• WORK TO COMPLETE: Edit the records by changing "glass storefront window" to "shop display window" and leave everything else the same.

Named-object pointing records
--- --- ---

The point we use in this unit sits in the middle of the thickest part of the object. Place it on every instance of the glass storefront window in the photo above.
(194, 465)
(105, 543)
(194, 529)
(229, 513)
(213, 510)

--- --- ---

• RESULT OF THIS EXERCISE:
The point we use in this unit sits in the middle of the thickest part of the object. Place it on every instance of the shop display window in the photo above.
(194, 465)
(105, 543)
(194, 529)
(229, 513)
(213, 510)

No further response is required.